▸ **WHAT THE EXERCISE ASKS**
Output each entry exactly; skip nothing.

▸ **RECORDS FOR THE EXERCISE**

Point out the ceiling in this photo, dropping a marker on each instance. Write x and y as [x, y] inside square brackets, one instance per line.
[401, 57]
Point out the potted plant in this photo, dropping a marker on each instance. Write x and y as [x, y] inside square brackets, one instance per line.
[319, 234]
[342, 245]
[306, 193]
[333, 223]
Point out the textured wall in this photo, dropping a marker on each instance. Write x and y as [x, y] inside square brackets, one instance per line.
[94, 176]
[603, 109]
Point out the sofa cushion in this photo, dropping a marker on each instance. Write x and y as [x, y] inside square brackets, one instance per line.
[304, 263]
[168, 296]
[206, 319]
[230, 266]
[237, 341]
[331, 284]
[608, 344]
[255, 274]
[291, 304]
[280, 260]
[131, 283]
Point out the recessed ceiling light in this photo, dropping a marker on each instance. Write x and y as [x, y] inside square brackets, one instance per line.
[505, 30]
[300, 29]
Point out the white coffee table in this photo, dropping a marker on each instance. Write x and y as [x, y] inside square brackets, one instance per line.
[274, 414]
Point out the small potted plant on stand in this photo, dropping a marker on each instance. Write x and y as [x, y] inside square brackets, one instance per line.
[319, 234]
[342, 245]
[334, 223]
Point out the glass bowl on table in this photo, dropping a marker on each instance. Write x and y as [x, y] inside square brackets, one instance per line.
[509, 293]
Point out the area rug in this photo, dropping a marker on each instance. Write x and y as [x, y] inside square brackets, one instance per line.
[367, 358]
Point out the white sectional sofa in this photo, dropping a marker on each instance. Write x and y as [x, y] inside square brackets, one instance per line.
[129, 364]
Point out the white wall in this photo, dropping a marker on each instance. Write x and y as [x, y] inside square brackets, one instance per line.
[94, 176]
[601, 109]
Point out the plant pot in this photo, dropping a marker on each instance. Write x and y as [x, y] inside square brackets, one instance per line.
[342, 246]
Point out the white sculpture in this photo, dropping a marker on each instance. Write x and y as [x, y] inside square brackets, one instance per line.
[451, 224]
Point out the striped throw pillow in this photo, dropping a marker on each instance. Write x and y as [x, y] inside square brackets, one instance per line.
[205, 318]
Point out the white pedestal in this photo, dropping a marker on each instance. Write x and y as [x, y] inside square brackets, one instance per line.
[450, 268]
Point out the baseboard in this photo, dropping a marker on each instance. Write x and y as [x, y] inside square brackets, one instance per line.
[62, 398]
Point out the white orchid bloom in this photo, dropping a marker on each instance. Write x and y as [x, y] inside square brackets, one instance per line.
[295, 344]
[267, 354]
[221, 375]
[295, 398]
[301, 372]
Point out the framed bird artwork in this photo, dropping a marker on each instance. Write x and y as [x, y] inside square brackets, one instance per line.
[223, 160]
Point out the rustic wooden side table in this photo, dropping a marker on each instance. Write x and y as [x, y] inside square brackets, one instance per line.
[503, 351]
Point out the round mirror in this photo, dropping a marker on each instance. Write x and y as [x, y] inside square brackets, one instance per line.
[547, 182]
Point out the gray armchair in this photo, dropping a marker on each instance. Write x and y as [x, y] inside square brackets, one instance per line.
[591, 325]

▸ **TASK RESPONSE**
Point out the ceiling in this photo, dropping a marker on each instance. Write x and y as [x, y] inside square brackets, one instance per line.
[401, 57]
Point out the potted plant in this photo, dropping a marker on each instance. Write x and y as [x, y] inside square brackets, one instance per line.
[319, 234]
[342, 245]
[306, 193]
[333, 223]
Point out the textured wall in this photo, dropping a marker on each instance. Write x and y as [x, y] inside square brackets, one instance per line.
[94, 176]
[603, 109]
Point out the sofa cushion in this photo, dropping a marker on each instance. Write x and y as [x, y] inside square brackets, one instance per line.
[304, 263]
[168, 296]
[206, 319]
[230, 266]
[237, 341]
[331, 284]
[608, 344]
[255, 274]
[291, 304]
[280, 260]
[131, 283]
Point out the recessed ceiling light in this photo, dropping a marker on each instance. Write x and y as [x, y] inside square brackets, one instance per line.
[505, 30]
[300, 29]
Point out the white coffee table in this photo, dropping a marker on each instance. Write x and y as [x, y] inside square brackets, one instance per line.
[274, 414]
Point out the small potted plant on stand in this photo, dropping a marker on each instance. Write x and y as [x, y] inside square brackets, one instance per line.
[319, 234]
[342, 245]
[334, 223]
Point out the glass bowl on table in this photo, dropping a marker on each instance. Write x and y as [x, y] inside square brackets, one instance per line.
[509, 293]
Point out the area rug in this photo, dropping a marker on each instance. Write x and y as [x, y] inside square brackets, one instance per line.
[367, 358]
Point out the white sectional sofa in this photo, dropping a marker on each instance. Write x and y as [x, y] inside square brackets, one instance per line.
[129, 364]
Point out the white wall in this photo, dropping a marker on each instance. Write x and y as [x, y] inside square brackets, one instance per line.
[94, 176]
[601, 109]
Point out the plant pot in this photo, dropping a marker on each instance. Write x and y as [x, y] inside square brackets, one instance per line.
[342, 246]
Point out the white sculpture in this photo, dropping a marker on each instance. Write x and y as [x, y] inside square brackets, one instance per line.
[451, 224]
Point out the striped throw pillow in this photo, dropping a marker on each instance. Write x and y as [x, y] inside square brackets, one instance per line.
[205, 318]
Point out the white pedestal in this photo, dropping a marker on each instance. Write x and y as [x, y] inside square brackets, one instance per line.
[450, 268]
Point out the baseboard in this photo, dropping a marker on each instance. Write x and y as [x, y] inside square brackets, one instance per line.
[62, 398]
Point out the white orchid bloom in this photo, dropping a marker on each instance. Write x and y as [x, y] inside square brackets, one instance per line.
[295, 344]
[267, 354]
[221, 375]
[295, 398]
[301, 372]
Point out the framed bird artwork in this photo, dropping a marker on each instance. Write x and y as [x, y] inside square brackets, one instance per line.
[223, 160]
Point out the rustic wooden side table in this photo, dropping a marker on each instance. Write x and y as [x, y] inside square brackets, one instance per line.
[503, 351]
Point out the round mirror in this photo, dropping a marker on each instance. Write x and y as [x, y] inside square brackets, one instance per line.
[547, 182]
Point out the gray armchair in this photo, dropping a marker on each instance. Write x and y as [x, y] inside square brackets, one instance per line.
[591, 325]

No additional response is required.